Data Matching: Some Ethical Considerations
Michael McFarland, SJ
Matching is the comparison of personal data from two or more different sources in a search for anomalous conditions. The anomaly might be the existence of a person in two different data sets where that is not expected or allowed. For example, persons drawing welfare or unemployment benefits should not also appear in a list of workers currently employed by the federal government. If they do, the presumption is, they are "double-dipping," drawing benefits fraudulently. Or, the anomaly might be the presence of the person in one set of data and absence in another, where any person in one should be in the other. When registration for the draft was mandatory for 18-year-old males, for example, a list of males over 18 years of age holding drivers licenses might be checked against a list of draft registrants to see if any in the former list were missing from the latter. Finally the anomaly might be an inconsistency in the data for the same individual in two different data sets. The Internal Revenue Service, for example, might be interested in a discrepancy between the income declared on an individual's tax return and the income listed for the same individual in an employer's records.
These searches often involve looking for matches among millions, even hundreds of millions, of records. It is the processing power of the digital computer and the existence of voluminous computerized databases that make them feasible. In order to identify matches reliably, it is also necessary to have a way of identifying individuals that is unique and consistent across all the databases to be compared. Names do not work because different individuals can have the same name. In the United States the identifier most often used is the Social Security number (SSN). That is one of the reasons why so many different institutions, both in government and in the private sector, require that clients supply their SSNs. Most other countries have some kind of national identification numbers that all citizens are required to have.
In the United States, computer matching has been used extensively since the 1970s to check recipients of benefit programs for possible fraud and abuse. By 1982, there were about 500 different matching searches carried out regularly by state and federal agencies. 1 These were tied to government attempts to make benefit programs less wasteful and thereby to reduce their drain on state and federal budgets. A number of federal laws, for example, require that states implement matching programs if they are to receive federal funding for welfare programs. 2 As a result welfare recipients are often subject to matching. For example, those receiving Aid to Families with Dependent Children (AFDC) are checked against "data from state income tax, motor vehicle registration, school records, correction files on inmate status, veteran records, worker's compensation, and low income home compilations together with bureau records from employers, banks and credit agencies," 3 in order to find conditions that might make them ineligible. The welfare reform bill passed in the early 1990s, responding to the popular concern over the welfare costs caused by parents, mostly fathers, who abandon their children, requires that lists of parents who default on child care payments be checked against "Directories of New Hires" to be set up in every state and nationally. 4 In both these cases, it should be noted, the search includes records from the private sector as well as government records. The Social Security Number is almost always the linking identifier.

> Task a: Copy the lines of the listing starting at the line that contains "Would you be able to mark the kitchen tile" and ending with the last line of the listing.

> Records for this exercise:
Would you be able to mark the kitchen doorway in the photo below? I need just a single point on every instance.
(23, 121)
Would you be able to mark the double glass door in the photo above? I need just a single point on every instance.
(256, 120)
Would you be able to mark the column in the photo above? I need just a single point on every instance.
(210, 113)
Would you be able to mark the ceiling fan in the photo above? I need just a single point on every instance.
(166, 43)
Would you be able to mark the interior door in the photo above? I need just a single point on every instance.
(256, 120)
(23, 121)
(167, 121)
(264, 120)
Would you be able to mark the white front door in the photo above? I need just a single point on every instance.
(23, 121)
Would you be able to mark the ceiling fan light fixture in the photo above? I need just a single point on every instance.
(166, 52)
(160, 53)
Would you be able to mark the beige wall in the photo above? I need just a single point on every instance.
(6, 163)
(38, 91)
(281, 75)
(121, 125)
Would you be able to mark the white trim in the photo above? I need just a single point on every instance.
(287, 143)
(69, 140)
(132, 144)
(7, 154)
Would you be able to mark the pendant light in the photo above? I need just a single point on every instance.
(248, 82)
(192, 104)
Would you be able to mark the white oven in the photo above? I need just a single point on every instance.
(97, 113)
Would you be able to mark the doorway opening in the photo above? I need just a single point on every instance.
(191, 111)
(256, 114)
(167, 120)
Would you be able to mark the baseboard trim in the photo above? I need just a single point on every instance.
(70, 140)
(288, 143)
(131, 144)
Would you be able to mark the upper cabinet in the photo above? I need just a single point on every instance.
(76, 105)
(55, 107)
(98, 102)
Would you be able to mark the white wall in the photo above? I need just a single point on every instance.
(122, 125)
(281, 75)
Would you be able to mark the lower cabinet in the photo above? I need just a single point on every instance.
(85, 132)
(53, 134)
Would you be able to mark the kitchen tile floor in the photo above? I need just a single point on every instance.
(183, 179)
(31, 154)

> Task b: In the data matching text, about how many matching searches were state and federal agencies carrying out regularly by 1982?

> Result a:
Would you be able to mark the kitchen tile floor in the photo above? I need just a single point on every instance.
(183, 179)
(31, 154)

> Result b: About 500.